Leadership, Vision, and Strategy

According to Jan Carlzon, the transformational leader of SAS Airlines, a leader must encourage and facilitate for­ mulation of an organizational vision in which as many stakeholders as possible have participated. The leader must create

> an environment in which employees can accept and execute their responsibilities with confi­dence and finesse. He must communicate with his employees, imparting the company's vision and listening to what they need to make that vision a reality. To succeed ... he must be a visionary, a strategist, an informer, a teacher, and an inspirer.

My concept of a vision is a description of a state that is considered to be significantly more desirable than the cur­rent state. It is a state that cannot be approached without a fundamental change of direction, a change of the status quo. It takes courage to lead such a change, and it requires instill­ing courage in others. Doing this involves more than persua­sion; it requires the ability to inspire. Unlike persuasion, inspiration evokes a willingness to make sacrifices in the pursuit of long-run objectives or ideals. Therefore, visions that induce others to pursue them must be inspiring—the product of a creative act, of design. Inspiring visions are works of art, formulated by artists. Leadership requires the ability to implement pursuit of the vision. Inspiration without implementation is provoca­tion, not leadership. Implementation without inspiration is management or administration, not leadership. Therefore, leaders must be both creative—in order to inspire—and courageous—in order to induce implementation. An inspiring, courage-evoking vision requires a mobiliz­ing idea—an idea that need not appear to be realizable. Philosopher José Ortéga y Gasset wrote:

> [M]an has been able to grow enthusiastic over his vision of . . . unconvincing enterprises. He had put himself to work for the sake of an idea, seeking by magnificent exertions to arrive at the incredible. And in the end, he has arrived there.

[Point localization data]
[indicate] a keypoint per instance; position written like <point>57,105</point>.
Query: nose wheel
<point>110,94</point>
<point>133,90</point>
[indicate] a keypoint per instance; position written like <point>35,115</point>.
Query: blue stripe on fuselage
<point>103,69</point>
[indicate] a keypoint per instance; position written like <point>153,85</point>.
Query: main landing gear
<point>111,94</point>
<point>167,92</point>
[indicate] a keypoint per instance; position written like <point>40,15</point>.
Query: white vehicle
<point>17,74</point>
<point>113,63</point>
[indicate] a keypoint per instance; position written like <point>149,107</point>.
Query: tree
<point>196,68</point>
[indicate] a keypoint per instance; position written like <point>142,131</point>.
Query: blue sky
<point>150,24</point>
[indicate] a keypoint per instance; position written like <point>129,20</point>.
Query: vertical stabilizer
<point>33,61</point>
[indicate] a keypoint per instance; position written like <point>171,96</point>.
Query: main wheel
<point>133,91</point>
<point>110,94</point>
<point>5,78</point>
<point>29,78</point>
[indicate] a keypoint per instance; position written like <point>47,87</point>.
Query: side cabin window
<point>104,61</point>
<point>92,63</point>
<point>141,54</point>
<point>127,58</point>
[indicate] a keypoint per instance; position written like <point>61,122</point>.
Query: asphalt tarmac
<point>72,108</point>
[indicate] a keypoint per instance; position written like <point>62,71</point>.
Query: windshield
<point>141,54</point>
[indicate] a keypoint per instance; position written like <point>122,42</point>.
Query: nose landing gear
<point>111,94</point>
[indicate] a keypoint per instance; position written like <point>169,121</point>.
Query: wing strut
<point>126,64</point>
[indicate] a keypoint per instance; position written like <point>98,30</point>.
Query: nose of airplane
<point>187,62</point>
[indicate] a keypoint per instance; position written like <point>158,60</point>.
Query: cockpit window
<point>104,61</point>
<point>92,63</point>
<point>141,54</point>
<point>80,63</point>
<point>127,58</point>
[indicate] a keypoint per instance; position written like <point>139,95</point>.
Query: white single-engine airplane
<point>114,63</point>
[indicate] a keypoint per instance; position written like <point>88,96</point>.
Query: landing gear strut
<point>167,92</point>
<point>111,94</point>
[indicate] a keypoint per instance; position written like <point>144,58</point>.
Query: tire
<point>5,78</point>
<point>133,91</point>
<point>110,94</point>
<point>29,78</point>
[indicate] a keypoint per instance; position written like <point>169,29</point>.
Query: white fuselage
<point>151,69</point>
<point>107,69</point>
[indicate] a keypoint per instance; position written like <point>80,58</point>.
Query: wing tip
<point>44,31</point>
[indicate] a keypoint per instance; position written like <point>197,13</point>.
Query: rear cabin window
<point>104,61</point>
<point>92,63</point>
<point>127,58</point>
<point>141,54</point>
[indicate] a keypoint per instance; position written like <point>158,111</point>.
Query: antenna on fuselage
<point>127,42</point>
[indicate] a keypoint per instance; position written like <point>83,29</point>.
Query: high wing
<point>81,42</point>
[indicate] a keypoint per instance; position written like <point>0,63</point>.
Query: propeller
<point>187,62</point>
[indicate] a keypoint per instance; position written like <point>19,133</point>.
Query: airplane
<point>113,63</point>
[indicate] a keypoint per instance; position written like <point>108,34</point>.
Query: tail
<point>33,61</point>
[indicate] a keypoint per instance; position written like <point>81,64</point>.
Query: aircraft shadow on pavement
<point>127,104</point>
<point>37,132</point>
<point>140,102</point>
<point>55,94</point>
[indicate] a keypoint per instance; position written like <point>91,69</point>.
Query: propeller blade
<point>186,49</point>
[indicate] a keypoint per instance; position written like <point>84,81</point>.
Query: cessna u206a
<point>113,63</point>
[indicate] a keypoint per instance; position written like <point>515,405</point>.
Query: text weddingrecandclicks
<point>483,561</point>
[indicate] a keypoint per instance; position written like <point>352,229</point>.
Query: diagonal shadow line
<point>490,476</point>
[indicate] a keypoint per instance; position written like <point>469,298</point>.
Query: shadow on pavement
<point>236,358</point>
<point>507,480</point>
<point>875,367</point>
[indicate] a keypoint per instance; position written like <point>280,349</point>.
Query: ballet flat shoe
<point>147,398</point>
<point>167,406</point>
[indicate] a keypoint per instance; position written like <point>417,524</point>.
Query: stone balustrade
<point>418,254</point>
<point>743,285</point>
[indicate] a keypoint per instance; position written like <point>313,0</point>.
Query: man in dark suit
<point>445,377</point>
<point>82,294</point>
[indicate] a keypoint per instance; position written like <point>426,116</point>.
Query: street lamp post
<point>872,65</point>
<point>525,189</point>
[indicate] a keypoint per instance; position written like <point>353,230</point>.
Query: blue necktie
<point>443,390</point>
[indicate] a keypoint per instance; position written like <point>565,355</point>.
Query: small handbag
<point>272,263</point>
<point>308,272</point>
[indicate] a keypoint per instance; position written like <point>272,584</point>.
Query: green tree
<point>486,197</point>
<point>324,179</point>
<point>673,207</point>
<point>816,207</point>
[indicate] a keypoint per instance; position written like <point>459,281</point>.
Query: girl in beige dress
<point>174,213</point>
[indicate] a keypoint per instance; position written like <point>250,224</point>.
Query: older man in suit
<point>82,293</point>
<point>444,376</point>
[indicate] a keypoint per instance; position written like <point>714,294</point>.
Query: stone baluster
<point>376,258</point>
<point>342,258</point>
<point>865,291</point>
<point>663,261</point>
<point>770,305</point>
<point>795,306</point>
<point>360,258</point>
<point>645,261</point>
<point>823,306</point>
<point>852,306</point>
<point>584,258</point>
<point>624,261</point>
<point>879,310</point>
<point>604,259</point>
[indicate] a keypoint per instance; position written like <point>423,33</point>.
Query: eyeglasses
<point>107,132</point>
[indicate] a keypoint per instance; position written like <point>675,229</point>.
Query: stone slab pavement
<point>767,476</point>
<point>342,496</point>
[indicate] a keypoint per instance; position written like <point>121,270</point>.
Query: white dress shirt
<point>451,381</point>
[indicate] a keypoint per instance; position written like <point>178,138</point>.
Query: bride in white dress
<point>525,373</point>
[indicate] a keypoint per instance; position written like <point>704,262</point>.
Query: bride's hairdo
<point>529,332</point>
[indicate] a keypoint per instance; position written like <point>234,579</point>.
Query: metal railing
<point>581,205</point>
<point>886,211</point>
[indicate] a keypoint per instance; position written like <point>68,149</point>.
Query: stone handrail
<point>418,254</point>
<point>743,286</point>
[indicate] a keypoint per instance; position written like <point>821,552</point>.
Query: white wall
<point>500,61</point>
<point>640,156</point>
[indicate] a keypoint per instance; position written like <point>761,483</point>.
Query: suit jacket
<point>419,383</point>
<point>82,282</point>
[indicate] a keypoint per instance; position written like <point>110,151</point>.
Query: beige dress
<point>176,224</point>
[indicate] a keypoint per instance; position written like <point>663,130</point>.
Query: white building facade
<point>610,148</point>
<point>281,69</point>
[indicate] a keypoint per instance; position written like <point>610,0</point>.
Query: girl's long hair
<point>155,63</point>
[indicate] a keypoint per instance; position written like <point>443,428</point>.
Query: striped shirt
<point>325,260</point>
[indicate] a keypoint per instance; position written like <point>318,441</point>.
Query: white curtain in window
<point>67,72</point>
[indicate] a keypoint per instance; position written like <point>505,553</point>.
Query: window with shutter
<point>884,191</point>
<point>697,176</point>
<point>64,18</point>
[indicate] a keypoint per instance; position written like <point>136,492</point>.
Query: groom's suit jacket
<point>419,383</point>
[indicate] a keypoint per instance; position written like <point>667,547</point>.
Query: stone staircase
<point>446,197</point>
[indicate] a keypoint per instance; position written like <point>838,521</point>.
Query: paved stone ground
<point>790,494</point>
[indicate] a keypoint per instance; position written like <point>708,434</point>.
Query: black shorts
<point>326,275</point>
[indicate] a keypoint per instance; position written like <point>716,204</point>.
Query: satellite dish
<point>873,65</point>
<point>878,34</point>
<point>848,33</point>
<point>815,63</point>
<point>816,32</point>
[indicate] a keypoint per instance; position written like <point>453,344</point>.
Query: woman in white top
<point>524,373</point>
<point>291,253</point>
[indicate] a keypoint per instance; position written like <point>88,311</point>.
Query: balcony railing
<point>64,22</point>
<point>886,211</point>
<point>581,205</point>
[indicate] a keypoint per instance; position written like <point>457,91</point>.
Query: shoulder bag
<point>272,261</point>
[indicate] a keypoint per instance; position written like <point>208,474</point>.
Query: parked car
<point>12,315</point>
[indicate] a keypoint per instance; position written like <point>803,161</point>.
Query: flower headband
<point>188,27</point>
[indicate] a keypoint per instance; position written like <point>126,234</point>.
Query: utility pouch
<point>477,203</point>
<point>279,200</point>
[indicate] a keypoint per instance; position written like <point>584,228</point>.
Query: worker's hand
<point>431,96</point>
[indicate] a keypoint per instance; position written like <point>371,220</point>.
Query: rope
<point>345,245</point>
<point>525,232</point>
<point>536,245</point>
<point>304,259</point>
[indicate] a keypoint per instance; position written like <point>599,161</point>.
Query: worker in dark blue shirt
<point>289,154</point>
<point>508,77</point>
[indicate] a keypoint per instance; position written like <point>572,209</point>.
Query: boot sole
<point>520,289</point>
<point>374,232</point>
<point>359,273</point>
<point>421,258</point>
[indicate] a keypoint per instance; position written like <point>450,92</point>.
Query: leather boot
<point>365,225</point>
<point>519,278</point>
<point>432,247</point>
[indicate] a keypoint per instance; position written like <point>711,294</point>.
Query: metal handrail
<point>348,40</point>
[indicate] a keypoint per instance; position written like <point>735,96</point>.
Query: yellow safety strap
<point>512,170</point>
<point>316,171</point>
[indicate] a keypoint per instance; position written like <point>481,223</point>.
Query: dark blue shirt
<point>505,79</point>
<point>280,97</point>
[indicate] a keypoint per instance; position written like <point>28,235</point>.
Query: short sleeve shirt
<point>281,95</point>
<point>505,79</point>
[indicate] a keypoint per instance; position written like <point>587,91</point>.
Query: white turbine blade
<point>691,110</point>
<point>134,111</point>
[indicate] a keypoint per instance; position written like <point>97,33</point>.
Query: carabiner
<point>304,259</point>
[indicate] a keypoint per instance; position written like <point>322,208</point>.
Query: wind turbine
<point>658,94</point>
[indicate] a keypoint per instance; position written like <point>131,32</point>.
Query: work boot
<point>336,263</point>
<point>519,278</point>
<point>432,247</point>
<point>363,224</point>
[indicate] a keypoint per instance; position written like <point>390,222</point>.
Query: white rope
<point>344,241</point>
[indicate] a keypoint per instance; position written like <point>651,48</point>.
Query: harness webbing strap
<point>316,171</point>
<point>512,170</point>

...

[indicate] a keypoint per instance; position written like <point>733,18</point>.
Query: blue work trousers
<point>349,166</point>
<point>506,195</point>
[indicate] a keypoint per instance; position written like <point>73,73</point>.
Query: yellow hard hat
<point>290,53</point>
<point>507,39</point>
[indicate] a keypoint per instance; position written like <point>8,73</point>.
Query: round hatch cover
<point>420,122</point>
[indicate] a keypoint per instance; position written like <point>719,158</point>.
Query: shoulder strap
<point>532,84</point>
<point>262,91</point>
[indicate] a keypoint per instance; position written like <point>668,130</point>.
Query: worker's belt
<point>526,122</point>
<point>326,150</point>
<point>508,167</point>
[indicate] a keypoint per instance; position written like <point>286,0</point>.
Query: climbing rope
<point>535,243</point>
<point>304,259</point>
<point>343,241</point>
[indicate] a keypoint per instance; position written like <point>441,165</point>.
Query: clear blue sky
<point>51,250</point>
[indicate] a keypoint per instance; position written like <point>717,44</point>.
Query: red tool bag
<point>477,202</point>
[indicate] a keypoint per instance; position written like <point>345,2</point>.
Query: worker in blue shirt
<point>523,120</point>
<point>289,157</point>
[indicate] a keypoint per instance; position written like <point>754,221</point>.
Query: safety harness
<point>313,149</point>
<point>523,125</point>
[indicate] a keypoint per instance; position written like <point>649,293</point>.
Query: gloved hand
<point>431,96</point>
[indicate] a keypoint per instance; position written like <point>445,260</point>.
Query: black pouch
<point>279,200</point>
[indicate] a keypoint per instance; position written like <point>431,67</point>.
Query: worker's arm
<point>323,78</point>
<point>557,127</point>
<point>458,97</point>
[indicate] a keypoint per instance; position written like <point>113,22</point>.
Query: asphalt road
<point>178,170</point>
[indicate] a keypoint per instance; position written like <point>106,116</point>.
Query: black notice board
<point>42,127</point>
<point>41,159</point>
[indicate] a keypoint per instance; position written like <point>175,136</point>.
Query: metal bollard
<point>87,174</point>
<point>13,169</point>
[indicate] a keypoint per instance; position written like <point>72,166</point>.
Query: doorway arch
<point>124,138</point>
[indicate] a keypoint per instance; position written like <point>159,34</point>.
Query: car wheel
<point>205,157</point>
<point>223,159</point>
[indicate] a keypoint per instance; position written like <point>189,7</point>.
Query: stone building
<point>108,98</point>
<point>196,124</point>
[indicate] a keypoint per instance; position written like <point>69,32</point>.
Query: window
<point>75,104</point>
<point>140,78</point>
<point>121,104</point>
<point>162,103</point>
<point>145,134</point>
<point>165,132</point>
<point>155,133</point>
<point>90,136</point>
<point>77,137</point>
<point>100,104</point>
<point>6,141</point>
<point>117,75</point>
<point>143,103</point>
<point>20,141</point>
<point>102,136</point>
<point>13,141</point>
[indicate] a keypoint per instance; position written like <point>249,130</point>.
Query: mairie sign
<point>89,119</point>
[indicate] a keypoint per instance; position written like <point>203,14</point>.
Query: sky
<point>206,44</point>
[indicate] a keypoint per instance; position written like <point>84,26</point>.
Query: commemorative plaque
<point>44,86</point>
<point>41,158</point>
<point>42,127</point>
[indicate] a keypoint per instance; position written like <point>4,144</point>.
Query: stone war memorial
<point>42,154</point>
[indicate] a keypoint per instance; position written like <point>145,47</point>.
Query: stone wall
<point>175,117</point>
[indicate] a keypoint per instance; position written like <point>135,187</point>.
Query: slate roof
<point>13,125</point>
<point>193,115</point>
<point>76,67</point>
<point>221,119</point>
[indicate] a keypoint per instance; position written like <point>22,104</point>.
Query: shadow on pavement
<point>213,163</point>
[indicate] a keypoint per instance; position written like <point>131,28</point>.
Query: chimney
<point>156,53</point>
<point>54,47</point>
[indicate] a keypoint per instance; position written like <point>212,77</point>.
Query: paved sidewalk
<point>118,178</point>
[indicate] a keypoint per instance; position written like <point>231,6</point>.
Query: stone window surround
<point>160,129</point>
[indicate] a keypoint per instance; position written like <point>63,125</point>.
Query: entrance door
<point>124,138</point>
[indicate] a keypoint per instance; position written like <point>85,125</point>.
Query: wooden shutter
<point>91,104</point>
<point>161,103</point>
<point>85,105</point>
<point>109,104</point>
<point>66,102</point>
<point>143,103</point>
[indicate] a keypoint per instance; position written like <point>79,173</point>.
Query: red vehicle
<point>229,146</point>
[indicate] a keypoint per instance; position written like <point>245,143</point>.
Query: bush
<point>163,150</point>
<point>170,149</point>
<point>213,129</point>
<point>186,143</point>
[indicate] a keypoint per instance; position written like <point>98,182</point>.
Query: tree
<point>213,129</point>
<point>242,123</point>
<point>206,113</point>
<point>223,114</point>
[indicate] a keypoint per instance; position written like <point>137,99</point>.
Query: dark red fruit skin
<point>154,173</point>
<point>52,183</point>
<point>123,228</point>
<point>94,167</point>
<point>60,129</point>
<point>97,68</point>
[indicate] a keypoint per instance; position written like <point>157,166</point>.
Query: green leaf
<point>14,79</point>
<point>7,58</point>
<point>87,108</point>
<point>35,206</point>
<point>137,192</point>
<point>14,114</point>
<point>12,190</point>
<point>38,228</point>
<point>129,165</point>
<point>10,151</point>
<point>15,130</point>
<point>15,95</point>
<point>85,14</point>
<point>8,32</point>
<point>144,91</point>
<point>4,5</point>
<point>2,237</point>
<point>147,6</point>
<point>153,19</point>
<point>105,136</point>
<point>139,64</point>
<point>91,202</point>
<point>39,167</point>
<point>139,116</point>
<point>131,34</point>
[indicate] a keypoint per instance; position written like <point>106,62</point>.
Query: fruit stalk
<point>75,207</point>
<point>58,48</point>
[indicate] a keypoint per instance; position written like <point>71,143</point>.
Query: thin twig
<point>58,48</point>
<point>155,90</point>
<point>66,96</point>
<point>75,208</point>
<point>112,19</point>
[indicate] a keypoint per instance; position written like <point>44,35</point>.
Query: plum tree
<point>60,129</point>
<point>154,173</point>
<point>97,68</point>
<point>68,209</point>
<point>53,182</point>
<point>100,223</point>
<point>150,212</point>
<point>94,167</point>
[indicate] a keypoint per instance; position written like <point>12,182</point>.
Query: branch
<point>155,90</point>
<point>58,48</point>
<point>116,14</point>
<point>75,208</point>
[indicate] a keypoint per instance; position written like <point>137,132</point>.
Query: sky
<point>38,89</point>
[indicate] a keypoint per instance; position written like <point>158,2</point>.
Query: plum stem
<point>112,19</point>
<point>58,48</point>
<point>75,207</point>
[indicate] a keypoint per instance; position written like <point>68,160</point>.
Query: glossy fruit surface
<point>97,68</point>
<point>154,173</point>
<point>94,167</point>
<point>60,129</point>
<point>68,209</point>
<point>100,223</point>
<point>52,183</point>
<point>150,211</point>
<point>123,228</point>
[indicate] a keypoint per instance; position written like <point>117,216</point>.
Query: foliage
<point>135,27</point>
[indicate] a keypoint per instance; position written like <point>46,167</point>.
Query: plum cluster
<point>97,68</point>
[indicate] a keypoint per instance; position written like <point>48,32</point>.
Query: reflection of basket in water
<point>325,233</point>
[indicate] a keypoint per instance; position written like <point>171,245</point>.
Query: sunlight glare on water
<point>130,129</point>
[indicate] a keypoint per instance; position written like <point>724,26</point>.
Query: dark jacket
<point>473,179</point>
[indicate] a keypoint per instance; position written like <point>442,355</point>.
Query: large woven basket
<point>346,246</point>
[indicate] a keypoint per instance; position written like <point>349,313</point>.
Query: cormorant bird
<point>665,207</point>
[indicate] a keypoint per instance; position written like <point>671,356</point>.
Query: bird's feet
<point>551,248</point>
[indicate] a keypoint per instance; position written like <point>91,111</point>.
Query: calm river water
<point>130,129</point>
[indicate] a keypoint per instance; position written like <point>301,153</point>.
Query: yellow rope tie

Things to do:
1. Write out the stretch of the leadership and vision text from "According to Jan" through "and an inspirer.".
2. Extend the leadership and vision text, starting after its last sentence.
The rows are not needed here.

Task results:
1.
According to Jan Carlzon, the transformational leader of SAS Airlines, a leader must encourage and facilitate for­ mulation of an organizational vision in which as many stakeholders as possible have participated. The leader must create

> an environment in which employees can accept and execute their responsibilities with confi­dence and finesse. He must communicate with his employees, imparting the company's vision and listening to what they need to make that vision a reality. To succeed ... he must be a visionary, a strategist, an informer, a teacher, and an inspirer.

2.
Visions may consist of either positive or negative images. Positive images incorporate something that we do not have but want, for example, law and order, a clean, healthy envi­ronment, and peace. Negative images incorporate some­ thing that we have but do not want, for example, crime, poverty, and disease. Negative images are much easier to formulate and to mobilize people around. However, action against negative images often results in outcomes that are less desirable than the original problem. For example, when the United States tried to get rid of alcoholism by prohibition, it got rid of neither alcoholism nor alcohol, and got organized crime. We try to get rid of crime by incarcerating criminals, despite the fact that those who have been released from prison have a higher probability of committing another, more serious crime than the one that put them in prison.